##### Data listing

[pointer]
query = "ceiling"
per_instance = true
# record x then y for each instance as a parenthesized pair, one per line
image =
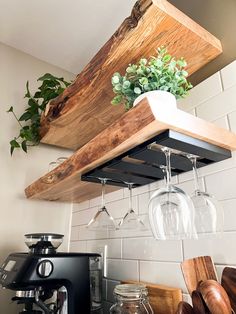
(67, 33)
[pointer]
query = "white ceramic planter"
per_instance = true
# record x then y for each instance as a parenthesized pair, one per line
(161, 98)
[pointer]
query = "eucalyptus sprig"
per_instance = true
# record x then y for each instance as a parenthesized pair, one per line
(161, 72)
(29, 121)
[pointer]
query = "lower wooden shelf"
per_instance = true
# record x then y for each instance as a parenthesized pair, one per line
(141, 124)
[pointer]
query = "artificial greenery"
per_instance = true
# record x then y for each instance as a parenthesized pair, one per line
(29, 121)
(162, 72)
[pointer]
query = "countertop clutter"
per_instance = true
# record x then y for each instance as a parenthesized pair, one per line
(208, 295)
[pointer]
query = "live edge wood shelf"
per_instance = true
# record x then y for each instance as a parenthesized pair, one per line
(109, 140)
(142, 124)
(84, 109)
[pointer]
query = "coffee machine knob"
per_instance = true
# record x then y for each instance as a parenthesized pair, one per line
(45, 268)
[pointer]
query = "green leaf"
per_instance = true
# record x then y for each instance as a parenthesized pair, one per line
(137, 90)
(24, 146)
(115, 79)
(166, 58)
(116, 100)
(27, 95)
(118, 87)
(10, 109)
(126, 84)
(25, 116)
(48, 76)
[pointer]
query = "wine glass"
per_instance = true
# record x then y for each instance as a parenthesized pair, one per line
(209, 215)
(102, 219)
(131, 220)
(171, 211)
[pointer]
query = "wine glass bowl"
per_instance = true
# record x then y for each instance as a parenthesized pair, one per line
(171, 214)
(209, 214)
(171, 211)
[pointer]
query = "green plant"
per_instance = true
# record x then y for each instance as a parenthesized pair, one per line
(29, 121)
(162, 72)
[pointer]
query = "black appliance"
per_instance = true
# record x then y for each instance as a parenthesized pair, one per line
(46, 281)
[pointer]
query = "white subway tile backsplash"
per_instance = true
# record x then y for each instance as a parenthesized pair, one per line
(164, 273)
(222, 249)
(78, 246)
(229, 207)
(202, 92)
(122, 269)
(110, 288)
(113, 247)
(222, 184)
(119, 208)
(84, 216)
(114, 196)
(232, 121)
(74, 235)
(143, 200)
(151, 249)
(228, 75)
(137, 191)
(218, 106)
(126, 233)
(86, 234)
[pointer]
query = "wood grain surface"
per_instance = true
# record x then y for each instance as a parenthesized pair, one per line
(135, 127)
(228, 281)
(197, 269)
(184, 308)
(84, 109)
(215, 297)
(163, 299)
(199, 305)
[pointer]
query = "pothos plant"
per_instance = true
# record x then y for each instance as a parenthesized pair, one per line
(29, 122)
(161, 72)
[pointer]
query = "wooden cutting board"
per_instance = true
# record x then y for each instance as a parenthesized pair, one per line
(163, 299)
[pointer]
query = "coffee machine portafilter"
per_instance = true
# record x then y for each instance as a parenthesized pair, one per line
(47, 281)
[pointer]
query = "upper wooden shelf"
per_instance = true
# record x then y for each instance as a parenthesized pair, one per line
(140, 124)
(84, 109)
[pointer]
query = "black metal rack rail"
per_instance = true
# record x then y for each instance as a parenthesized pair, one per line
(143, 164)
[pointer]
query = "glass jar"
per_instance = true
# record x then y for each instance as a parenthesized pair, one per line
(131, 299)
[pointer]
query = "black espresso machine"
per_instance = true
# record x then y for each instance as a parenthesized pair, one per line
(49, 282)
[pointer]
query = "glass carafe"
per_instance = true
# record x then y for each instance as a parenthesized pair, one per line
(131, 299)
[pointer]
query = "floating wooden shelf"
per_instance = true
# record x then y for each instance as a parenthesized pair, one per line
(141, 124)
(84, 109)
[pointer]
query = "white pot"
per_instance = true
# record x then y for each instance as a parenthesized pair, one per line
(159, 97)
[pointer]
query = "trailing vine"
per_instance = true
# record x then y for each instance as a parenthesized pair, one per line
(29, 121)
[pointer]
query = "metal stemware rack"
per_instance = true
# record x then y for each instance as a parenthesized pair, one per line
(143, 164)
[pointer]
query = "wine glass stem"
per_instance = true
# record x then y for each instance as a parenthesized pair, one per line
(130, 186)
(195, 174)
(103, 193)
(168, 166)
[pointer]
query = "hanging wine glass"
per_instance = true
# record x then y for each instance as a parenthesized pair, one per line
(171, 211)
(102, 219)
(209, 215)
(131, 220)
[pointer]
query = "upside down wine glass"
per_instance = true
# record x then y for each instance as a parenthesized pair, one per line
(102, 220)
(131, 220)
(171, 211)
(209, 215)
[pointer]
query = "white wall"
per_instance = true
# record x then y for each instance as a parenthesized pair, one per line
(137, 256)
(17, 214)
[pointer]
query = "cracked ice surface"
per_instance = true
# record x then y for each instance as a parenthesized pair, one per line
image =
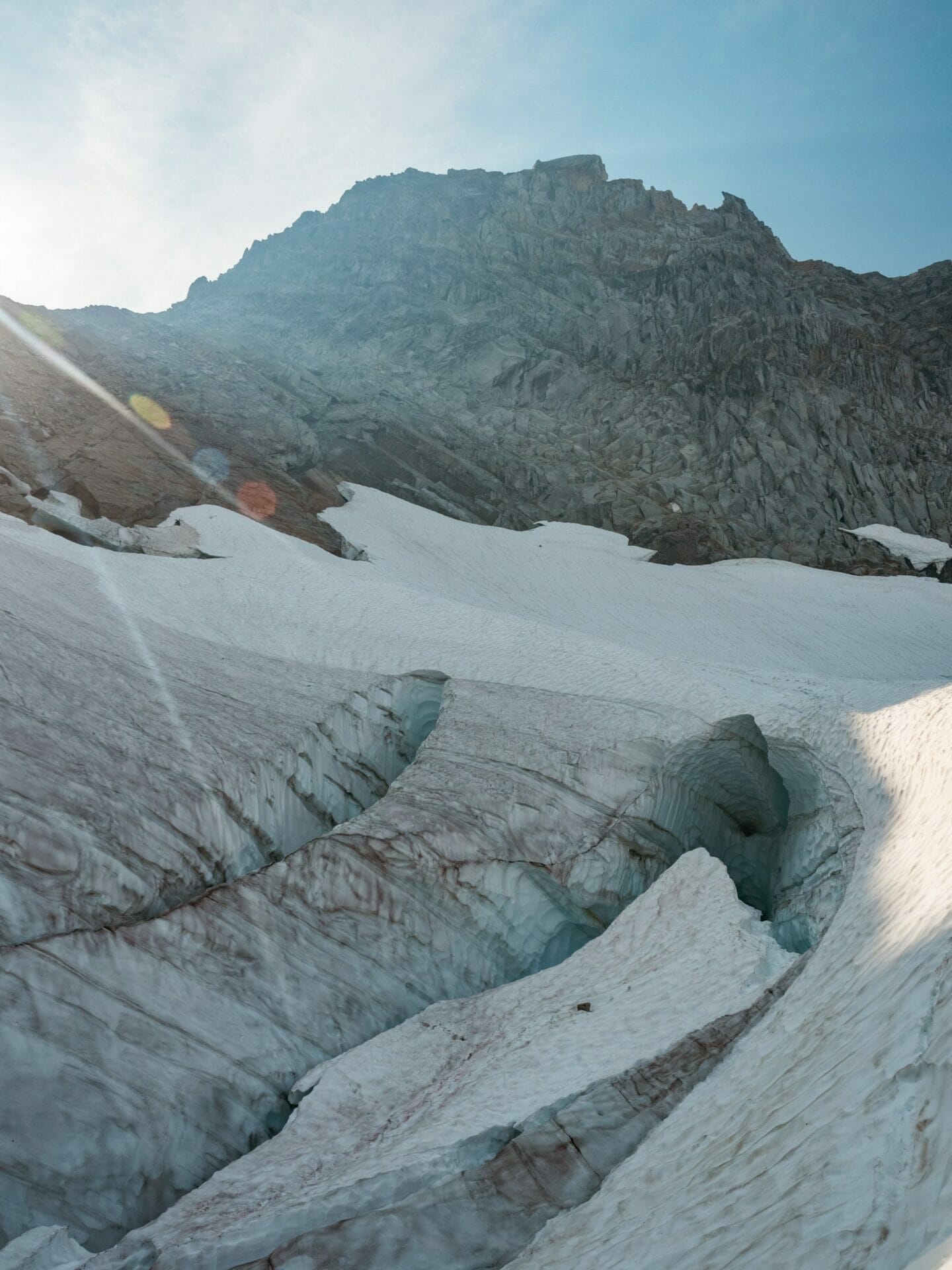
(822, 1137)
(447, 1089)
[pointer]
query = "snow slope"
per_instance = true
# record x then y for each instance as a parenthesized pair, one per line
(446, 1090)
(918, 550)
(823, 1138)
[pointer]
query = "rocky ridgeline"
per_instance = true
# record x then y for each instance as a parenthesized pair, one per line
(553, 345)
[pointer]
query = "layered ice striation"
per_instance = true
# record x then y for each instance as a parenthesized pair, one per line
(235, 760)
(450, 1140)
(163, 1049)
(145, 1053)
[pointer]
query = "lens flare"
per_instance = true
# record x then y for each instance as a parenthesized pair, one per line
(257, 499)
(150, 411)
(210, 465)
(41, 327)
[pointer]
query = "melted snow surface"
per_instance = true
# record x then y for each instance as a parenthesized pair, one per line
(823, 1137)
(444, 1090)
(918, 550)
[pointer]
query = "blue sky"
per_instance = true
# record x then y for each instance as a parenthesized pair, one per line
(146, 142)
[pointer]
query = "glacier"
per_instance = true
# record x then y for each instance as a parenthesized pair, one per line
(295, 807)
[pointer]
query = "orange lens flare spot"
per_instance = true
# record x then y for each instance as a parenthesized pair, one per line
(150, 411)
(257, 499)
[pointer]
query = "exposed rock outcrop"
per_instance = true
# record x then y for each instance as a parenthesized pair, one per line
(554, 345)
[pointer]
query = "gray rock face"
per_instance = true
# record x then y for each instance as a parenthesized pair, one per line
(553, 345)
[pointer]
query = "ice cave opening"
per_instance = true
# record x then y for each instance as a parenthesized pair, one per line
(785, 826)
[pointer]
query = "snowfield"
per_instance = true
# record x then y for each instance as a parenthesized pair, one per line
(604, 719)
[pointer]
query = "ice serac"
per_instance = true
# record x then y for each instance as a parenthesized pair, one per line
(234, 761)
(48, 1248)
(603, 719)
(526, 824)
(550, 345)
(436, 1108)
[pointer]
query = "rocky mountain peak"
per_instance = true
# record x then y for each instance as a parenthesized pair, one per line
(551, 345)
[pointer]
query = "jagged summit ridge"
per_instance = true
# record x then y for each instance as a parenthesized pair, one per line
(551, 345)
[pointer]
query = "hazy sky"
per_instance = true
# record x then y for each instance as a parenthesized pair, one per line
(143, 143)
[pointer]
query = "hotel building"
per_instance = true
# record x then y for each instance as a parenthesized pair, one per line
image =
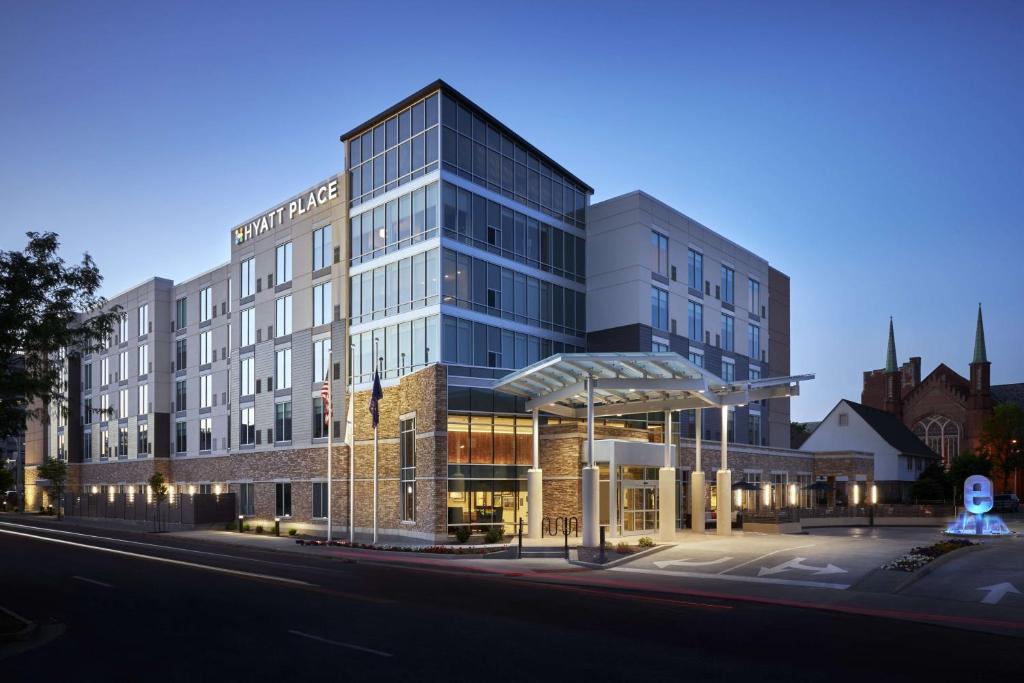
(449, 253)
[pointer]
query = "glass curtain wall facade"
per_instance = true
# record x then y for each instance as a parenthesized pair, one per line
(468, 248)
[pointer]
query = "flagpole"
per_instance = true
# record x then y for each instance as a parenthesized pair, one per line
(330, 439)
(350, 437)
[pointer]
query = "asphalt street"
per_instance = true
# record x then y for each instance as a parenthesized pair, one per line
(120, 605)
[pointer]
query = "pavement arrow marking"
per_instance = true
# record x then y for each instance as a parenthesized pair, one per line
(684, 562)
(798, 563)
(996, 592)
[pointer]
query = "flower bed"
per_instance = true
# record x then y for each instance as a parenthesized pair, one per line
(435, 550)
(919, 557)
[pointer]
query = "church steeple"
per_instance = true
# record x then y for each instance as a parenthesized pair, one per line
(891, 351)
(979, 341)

##########

State, as a bare number, how many lines of the records above include "rocky".

2